**Objective A**: According to the passage on Singapore's newspaper industry, what average profit margins did SPH enjoy under the licensing system?

**Provided passage**:
He used the stock market to neutralise headstrong individual and family media owners who were prepared to place pride and principle over profit — notably, the Lee family (no relation) behind the country’s largest Chinese-language newspaper, Nanyang Siang Pau.

The 1974 law, in addition to preserving the permit system, set caps on investors’ holdings, and allowed the government to designate selected individuals and institutions as super-voting holders of “management shares”.

This combination of provisions put SPH mostly in the hands of financial institutions and other corporations with a vested interest in stability. Enjoying monopoly profits protected by the licensing system — with average margins of 30 percent — it is no surprise that SPH and its senior management were content with the NPPA.

“Those days are gone — savaged by the technology platforms which have sucked up the bulk of advertising revenues,” former editor-in-chief Patrick Daniel wrote in The Straits Times on the occasion of the paper’s 175th anniversary in 2020.

“I’m convinced that newspapers have to find a new ownership model to survive — either be owned by a billionaire or convert to a public trust. I much prefer the latter, and predict ST will go that way and live to celebrate its 200th anniversary.”

If Daniel means something like the Scott Trust, which owns Britain’s Guardian newspaper, that is an extremely hopeful prediction. Such a model protects the professional autonomy of journalists better than corporate owners do.

This can only happen if the PAP sheds its conviction that it must perch itself at the commanding heights of the media industry. Without such a mindset shift, any new structure will just recreate the status quo through other means.

China’s state media are one form of sustainable non-profit media, reliant on the state’s deep pockets

An outright buyout by Temasek may be too much even for the PAP. Temasek already possesses 100 percent of Mediacorp, so nationalising SPH would make Singapore the only non-communist country in the world where almost all news media are state-owned. This has such bad optics that the government may prefer a trust system with private sector cronies at the wheel.

Alternatively, the government could be tempted to throw good money after bad, propping up Singapore’s newspapers the way the Chinese state supports People’s Daily, by purchasing subscriptions for public sector employees.

It can also buy more advertising space for government messages. Many states use this as a form of indirect censorship, rewarding compliant media with lucrative contracts while boycotting troublesome outlets.

Reforms we need

A more visionary PAP leadership should instead respond to the current industry turmoil by liberalising its model of media management. The NPPA needs to be repealed and replaced with a media framework that does not prioritise the ruling party’s dominance ahead of the public interest.

First of all, the century-old licensing regime has to go. Of course, even without this barrier, no businessman would gamble on a daily, general-interest print newspaper of the scale of The Straits Times or Lianhe Zaobao.

To echo Daniel, those days are gone. However, investors could well be attracted by the opportunity to build a multi-platform news media organisation able to publish a weekly print newspaper or magazine alongside daily digital products.

Hard law is still needed to protect against the most severe harms caused by irresponsible media practices, including defamation, harassment and invasion of privacy. The Republic’s multi-culturalism also deserves special regulatory protection: news media catering mainly to the Singapore public should be locally owned and their sources of funds transparent to the public.

A regulator can be empowered to levy punitive fines on media that incite discrimination or hate against racial or religious communities. Such laws, narrowly tailored to achieve legitimate goals, would make the current permit system redundant.

**Objective B**: Reproduce the records starting with the line that contains "Target: straw hat" and going on through the end of the records, swapping "Return" for "Provide" and leaving everything else unchanged.

Entries from an annotation dataset

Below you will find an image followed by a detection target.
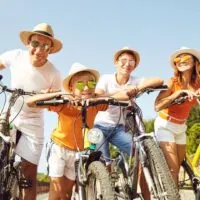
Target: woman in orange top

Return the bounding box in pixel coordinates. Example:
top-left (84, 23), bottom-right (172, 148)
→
top-left (155, 48), bottom-right (200, 184)
top-left (27, 63), bottom-right (135, 200)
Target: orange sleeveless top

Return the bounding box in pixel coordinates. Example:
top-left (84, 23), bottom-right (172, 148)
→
top-left (49, 104), bottom-right (108, 151)
top-left (159, 78), bottom-right (200, 124)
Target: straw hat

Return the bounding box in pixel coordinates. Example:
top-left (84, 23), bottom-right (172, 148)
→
top-left (20, 23), bottom-right (62, 53)
top-left (114, 47), bottom-right (140, 67)
top-left (63, 63), bottom-right (99, 91)
top-left (170, 47), bottom-right (200, 68)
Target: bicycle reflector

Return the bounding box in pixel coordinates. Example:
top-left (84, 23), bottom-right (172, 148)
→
top-left (87, 128), bottom-right (103, 144)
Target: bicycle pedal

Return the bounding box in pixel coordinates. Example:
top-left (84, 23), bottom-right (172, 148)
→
top-left (192, 176), bottom-right (200, 183)
top-left (110, 172), bottom-right (119, 179)
top-left (19, 178), bottom-right (32, 189)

**Exercise result A**: An average of 30 percent.

**Exercise result B**:
Target: straw hat

Provide the bounding box in pixel coordinates. Example:
top-left (84, 23), bottom-right (172, 148)
→
top-left (20, 23), bottom-right (62, 53)
top-left (114, 47), bottom-right (140, 67)
top-left (63, 63), bottom-right (99, 91)
top-left (170, 47), bottom-right (200, 68)
Target: bicycle reflector

Provide the bounding box in pixel coordinates. Example:
top-left (84, 23), bottom-right (172, 148)
→
top-left (87, 128), bottom-right (103, 144)
Target: bicycle pedal

Provide the bounding box in pixel coordinates. Example:
top-left (84, 23), bottom-right (172, 148)
→
top-left (192, 176), bottom-right (200, 183)
top-left (110, 172), bottom-right (119, 179)
top-left (19, 178), bottom-right (32, 189)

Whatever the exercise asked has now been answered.